■ **THE PROBLEM**: Starting at the line that contains "on the gray" and continuing through the end of the entries, scale those lines: reproduce each one, requests included, but multiply every x and y coordinate in the answers by 1.35 and round to whole numbers, with halves going up.

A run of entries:

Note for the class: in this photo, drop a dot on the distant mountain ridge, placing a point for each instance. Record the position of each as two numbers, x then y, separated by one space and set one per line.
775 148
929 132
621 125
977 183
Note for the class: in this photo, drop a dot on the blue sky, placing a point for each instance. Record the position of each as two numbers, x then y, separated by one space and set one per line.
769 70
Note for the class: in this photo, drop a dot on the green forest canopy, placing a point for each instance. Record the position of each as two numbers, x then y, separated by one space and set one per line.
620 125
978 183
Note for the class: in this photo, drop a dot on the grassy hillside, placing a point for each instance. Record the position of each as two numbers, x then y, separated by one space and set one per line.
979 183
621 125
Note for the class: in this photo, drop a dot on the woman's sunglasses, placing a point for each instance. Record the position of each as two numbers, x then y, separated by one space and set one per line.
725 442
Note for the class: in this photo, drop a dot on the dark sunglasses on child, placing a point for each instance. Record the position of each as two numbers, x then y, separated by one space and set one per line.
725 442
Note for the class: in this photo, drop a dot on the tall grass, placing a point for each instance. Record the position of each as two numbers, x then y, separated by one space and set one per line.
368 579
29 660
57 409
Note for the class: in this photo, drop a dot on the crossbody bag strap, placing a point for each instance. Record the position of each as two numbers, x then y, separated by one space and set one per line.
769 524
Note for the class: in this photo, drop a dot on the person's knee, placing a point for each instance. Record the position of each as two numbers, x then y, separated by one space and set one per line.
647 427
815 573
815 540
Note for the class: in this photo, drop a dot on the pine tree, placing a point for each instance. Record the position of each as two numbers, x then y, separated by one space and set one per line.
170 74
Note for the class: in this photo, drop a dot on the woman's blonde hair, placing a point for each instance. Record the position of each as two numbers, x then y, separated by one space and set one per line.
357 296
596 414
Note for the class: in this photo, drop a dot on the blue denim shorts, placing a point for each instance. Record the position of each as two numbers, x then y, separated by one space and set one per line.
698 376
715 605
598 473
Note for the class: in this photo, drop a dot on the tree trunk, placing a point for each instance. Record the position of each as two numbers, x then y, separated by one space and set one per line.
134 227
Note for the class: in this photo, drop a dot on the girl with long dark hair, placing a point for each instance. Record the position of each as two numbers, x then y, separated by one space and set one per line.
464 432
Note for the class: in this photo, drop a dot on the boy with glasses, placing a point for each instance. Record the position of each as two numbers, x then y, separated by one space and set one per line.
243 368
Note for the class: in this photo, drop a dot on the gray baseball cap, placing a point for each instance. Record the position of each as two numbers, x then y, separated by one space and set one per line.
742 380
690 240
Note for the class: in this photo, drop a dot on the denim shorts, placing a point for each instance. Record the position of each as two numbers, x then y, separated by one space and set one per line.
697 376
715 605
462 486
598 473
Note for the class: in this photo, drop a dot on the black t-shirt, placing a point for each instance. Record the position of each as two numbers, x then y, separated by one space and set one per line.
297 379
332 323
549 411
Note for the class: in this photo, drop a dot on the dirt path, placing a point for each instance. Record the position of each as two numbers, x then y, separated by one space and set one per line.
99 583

■ **FINAL ANSWER**:
Note for the class: in this photo, drop a dot on the gray baseball cap, placing a point for each instance. Record the position of each as two numbers, x then y, separated by one space and set one per line.
1002 513
932 324
Note for the class: in this photo, drop a dot on the denim shorts, placing a point for each instance. Record the position of each as two numbers, x then y, separated by one space and set one per line.
941 508
965 817
624 656
807 639
Note for the class: in this photo, drop a dot on the black t-shirt, placing a point for each instance. Record the position of each as two numbers, x then y, separated by one space and set one per line.
401 512
448 436
741 555
Note for the class: in this photo, drop a dot on the dirt path, placing a point for each instance. Record the position of each as two numbers, x then y, separated by one space and set one per line.
134 787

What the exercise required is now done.